== Datenauszug

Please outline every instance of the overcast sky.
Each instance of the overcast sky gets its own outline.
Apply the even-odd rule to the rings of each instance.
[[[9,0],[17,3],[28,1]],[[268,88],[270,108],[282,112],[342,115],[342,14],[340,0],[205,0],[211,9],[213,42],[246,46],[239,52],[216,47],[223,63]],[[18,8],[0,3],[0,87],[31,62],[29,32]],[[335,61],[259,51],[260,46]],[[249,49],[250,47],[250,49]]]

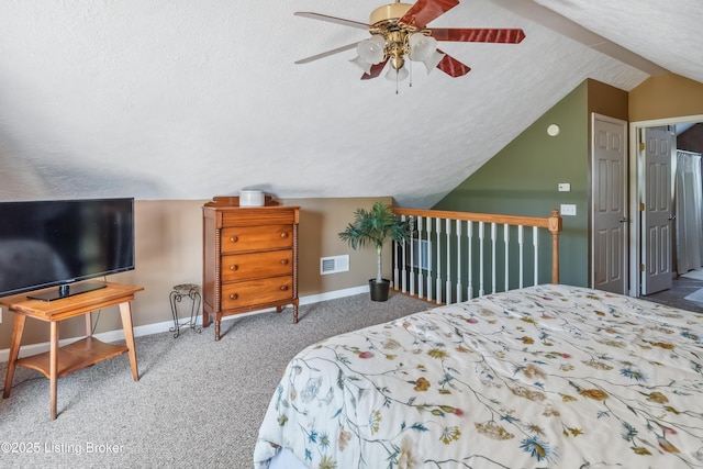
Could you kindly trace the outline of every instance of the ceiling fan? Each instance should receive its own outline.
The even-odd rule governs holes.
[[[427,23],[458,4],[458,0],[417,0],[414,4],[395,0],[395,3],[373,10],[369,24],[306,11],[295,12],[298,16],[367,30],[371,34],[367,40],[297,60],[295,64],[308,64],[356,47],[358,56],[350,62],[364,69],[362,80],[378,77],[388,62],[391,64],[389,74],[395,72],[392,78],[405,78],[409,75],[404,67],[405,58],[422,62],[427,72],[436,67],[456,78],[471,69],[439,51],[438,41],[518,44],[525,38],[520,29],[427,27]]]

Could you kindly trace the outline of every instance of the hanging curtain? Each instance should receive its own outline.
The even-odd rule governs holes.
[[[703,266],[703,181],[701,154],[678,150],[674,180],[677,271]]]

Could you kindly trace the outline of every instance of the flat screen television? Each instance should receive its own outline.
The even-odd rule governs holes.
[[[0,202],[0,297],[51,301],[133,269],[133,198]]]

====

Ziel der Übung =>
Schreibe die Zeilen oben vollständig als CSV mit den Spalten „eingabe“ und „antwort“ um, sodass jeder Text mit seiner Antwort eine eigene Zeile bildet, jedes Feld in Anführungszeichen steht und Zeilenumbrüche durch Leerzeichen ersetzt sind. Lass die Bilder dabei weg.

Lösung der Übung =>
eingabe,antwort
"Please outline every instance of the overcast sky. Each instance of the overcast sky gets its own outline. Apply the even-odd rule to the rings of each instance.","[[[9,0],[17,3],[28,1]],[[268,88],[270,108],[282,112],[342,115],[342,14],[340,0],[205,0],[211,9],[213,42],[246,46],[239,52],[216,47],[223,63]],[[18,8],[0,3],[0,87],[31,62],[29,32]],[[335,61],[259,51],[260,46]],[[249,49],[250,47],[250,49]]]"
"Could you kindly trace the outline of every instance of the ceiling fan? Each instance should receive its own outline. The even-odd rule governs holes.","[[[427,23],[458,4],[458,0],[417,0],[414,4],[395,0],[395,3],[373,10],[369,24],[306,11],[295,12],[298,16],[367,30],[371,34],[367,40],[297,60],[295,64],[308,64],[356,47],[358,56],[350,62],[364,69],[362,80],[378,77],[388,62],[391,64],[389,74],[395,72],[392,78],[405,78],[409,75],[404,67],[405,58],[422,62],[427,72],[436,67],[456,78],[471,69],[439,51],[438,41],[518,44],[525,38],[520,29],[427,27]]]"
"Could you kindly trace the outline of every instance of the hanging curtain? Each instance should receive its own outline. The even-odd rule governs holes.","[[[703,266],[703,181],[701,154],[678,150],[674,180],[677,271]]]"
"Could you kindly trace the outline of every instance of the flat screen television? Each instance should receive its own outline. The even-odd rule governs holes.","[[[0,202],[0,297],[51,301],[133,269],[133,198]]]"